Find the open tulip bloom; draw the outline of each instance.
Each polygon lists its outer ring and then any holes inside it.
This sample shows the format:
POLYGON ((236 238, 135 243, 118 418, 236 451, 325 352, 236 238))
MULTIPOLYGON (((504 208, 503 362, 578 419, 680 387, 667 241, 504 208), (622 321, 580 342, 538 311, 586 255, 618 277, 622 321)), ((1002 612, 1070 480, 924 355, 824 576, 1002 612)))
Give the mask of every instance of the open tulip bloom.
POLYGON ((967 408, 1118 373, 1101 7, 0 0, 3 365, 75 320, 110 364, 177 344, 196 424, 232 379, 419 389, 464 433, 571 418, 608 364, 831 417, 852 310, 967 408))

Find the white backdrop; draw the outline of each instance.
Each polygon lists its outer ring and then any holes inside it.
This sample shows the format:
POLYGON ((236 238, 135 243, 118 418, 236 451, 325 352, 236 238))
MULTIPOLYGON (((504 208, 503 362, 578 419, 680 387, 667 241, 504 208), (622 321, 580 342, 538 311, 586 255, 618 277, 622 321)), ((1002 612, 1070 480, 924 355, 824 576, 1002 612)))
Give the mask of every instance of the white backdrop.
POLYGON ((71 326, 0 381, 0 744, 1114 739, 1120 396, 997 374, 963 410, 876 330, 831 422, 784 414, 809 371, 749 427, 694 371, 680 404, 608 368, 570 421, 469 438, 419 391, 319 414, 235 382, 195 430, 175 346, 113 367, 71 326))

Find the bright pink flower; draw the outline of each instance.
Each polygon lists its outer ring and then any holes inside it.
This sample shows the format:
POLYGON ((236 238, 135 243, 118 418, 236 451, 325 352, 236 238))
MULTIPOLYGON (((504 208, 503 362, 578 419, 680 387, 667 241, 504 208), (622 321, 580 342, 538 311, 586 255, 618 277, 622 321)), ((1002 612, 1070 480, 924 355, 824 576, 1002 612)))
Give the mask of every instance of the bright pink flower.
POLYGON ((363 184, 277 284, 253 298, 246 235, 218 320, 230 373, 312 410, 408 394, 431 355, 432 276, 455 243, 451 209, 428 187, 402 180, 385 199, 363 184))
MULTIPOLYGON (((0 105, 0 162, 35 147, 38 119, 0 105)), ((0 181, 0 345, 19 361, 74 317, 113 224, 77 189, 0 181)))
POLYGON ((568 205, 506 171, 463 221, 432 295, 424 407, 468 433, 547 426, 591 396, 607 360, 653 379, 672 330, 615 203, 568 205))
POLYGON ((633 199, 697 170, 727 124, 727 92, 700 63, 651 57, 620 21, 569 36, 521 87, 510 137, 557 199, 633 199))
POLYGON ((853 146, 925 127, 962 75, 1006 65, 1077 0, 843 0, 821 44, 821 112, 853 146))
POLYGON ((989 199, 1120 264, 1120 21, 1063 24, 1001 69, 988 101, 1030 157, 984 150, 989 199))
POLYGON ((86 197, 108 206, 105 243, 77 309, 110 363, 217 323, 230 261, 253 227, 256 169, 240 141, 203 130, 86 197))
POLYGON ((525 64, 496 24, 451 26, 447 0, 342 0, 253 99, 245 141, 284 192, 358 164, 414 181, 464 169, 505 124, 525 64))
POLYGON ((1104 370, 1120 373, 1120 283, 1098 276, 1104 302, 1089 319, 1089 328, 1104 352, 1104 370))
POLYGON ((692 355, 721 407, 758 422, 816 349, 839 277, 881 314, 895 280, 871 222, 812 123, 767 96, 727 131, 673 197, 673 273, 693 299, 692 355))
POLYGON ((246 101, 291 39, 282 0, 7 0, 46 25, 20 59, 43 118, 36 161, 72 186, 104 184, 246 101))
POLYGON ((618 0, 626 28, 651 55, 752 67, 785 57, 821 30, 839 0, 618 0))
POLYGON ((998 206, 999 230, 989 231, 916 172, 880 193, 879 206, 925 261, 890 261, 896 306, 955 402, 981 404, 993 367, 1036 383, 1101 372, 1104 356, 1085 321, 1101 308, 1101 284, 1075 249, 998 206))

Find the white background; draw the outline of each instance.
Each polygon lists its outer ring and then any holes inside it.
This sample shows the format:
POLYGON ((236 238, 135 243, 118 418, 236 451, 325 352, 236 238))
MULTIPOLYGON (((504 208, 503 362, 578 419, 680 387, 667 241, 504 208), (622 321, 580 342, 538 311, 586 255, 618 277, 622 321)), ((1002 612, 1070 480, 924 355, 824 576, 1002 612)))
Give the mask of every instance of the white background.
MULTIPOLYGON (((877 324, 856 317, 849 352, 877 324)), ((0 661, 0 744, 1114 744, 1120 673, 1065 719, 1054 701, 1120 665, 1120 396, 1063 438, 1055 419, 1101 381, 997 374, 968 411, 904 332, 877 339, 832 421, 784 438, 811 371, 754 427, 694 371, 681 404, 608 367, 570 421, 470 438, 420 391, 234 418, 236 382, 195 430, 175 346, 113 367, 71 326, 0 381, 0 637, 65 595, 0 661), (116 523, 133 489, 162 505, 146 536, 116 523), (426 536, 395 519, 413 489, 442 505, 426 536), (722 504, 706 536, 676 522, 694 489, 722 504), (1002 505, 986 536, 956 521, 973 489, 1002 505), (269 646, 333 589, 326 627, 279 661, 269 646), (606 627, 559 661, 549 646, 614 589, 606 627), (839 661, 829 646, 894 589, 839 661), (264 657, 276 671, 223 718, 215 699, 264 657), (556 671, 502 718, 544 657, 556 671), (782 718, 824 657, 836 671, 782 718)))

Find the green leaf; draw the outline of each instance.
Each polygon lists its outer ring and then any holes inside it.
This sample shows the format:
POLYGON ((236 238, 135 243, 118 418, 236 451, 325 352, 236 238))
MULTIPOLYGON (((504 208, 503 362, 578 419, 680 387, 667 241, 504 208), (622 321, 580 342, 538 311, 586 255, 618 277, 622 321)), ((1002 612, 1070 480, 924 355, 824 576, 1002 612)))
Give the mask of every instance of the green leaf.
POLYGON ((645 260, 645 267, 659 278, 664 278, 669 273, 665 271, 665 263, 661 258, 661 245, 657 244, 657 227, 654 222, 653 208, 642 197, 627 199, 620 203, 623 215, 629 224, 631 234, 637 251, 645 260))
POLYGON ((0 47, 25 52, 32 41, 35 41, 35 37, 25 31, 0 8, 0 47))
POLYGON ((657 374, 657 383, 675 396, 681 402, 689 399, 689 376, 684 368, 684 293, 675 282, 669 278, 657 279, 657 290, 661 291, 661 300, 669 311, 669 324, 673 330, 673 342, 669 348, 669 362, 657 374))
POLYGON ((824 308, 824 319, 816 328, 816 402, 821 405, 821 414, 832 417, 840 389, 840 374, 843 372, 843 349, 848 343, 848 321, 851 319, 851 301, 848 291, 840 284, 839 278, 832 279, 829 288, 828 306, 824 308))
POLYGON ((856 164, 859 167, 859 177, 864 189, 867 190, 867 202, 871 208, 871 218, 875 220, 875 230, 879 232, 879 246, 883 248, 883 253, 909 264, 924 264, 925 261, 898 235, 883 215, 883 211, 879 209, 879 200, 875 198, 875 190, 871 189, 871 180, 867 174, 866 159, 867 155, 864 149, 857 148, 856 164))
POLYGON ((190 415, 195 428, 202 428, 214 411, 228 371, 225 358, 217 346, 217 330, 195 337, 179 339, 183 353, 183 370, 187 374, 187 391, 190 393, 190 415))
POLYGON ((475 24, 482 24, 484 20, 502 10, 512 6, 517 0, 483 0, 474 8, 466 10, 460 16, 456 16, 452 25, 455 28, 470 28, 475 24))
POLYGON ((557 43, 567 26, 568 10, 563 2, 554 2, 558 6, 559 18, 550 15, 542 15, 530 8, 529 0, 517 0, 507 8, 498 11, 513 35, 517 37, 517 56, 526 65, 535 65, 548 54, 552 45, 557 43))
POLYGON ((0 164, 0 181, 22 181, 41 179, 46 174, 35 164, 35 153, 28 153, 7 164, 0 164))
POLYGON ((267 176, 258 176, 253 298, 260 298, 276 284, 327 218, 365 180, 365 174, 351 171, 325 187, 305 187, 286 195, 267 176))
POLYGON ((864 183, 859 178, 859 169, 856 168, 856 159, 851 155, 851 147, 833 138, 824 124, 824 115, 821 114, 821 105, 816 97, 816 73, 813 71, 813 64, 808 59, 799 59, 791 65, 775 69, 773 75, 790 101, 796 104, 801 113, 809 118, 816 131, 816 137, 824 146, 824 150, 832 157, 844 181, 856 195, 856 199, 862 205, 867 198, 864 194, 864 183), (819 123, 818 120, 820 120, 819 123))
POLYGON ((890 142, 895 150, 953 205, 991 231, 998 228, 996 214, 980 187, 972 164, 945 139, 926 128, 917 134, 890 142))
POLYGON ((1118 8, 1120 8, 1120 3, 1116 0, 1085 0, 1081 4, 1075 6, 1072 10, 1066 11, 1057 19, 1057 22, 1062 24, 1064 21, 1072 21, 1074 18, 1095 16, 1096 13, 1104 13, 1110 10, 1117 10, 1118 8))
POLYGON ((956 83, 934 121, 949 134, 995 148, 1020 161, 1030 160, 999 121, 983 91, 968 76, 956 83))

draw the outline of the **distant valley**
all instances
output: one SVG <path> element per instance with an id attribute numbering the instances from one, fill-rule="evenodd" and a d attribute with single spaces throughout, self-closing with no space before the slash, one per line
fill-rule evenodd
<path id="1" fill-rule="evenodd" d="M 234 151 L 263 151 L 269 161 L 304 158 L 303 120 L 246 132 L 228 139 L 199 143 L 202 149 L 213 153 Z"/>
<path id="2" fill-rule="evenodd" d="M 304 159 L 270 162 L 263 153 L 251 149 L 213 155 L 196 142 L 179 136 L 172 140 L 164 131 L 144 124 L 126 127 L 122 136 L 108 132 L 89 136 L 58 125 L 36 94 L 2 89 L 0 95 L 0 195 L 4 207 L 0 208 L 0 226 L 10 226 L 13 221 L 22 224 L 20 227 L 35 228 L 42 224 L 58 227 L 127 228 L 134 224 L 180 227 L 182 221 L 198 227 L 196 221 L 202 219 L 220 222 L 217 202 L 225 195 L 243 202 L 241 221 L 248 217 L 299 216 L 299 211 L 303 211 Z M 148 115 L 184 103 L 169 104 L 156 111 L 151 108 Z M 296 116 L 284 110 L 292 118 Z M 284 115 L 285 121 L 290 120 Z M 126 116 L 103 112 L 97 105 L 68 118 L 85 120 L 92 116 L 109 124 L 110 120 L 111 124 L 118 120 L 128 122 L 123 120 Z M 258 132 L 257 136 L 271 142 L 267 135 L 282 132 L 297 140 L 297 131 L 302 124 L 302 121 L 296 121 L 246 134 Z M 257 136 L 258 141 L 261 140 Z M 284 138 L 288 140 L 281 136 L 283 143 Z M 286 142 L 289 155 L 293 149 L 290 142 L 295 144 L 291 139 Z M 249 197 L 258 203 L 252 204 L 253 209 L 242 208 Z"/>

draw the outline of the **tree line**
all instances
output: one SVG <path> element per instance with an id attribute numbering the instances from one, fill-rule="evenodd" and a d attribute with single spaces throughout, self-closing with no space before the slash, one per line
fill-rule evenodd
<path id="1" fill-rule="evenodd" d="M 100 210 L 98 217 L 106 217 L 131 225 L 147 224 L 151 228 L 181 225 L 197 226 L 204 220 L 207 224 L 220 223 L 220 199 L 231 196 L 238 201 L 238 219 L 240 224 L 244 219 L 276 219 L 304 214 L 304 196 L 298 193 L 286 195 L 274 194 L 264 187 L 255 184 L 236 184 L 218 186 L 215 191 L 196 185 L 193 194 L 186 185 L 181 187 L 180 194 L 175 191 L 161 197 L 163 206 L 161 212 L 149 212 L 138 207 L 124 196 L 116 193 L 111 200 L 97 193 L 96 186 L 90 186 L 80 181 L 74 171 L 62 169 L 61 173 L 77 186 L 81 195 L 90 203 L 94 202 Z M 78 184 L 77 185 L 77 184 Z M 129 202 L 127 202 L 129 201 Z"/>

=-=-=

**Task to complete**
Copy out verbatim the part of the data above that starts with the line containing "Find the white background;" and ends with the line containing "MULTIPOLYGON (((877 324, 856", including both of those lines.

**Response for this exercise**
Find the white background; draw the outline of each instance.
Each polygon lists its outer ring and then any holes inside it.
This sample shows the format:
POLYGON ((236 238, 135 243, 118 418, 236 451, 325 352, 236 238))
MULTIPOLYGON (((504 208, 503 362, 578 419, 680 387, 667 241, 504 208), (622 321, 580 342, 538 311, 586 255, 618 277, 622 321)), ((1002 612, 1070 480, 924 355, 824 576, 1002 612)))
Give the mask of every instance of the white background.
MULTIPOLYGON (((877 324, 856 317, 849 352, 877 324)), ((0 661, 0 744, 1114 744, 1120 673, 1065 719, 1054 701, 1120 665, 1120 396, 1063 438, 1055 419, 1101 381, 997 374, 968 411, 904 332, 877 339, 832 421, 784 438, 811 371, 754 427, 694 371, 681 404, 608 367, 570 421, 470 438, 420 391, 234 418, 236 382, 195 430, 175 346, 113 367, 71 326, 0 381, 0 637, 65 595, 0 661), (116 523, 133 489, 162 505, 146 536, 116 523), (426 536, 395 519, 413 489, 442 505, 426 536), (722 504, 706 536, 676 522, 694 489, 722 504), (1002 505, 986 536, 956 521, 973 489, 1002 505), (269 646, 333 589, 326 627, 279 661, 269 646), (606 627, 559 661, 549 646, 614 589, 606 627), (839 661, 829 646, 894 589, 839 661), (264 657, 276 671, 223 718, 215 699, 264 657), (556 671, 502 718, 544 657, 556 671), (782 718, 824 657, 836 671, 782 718)))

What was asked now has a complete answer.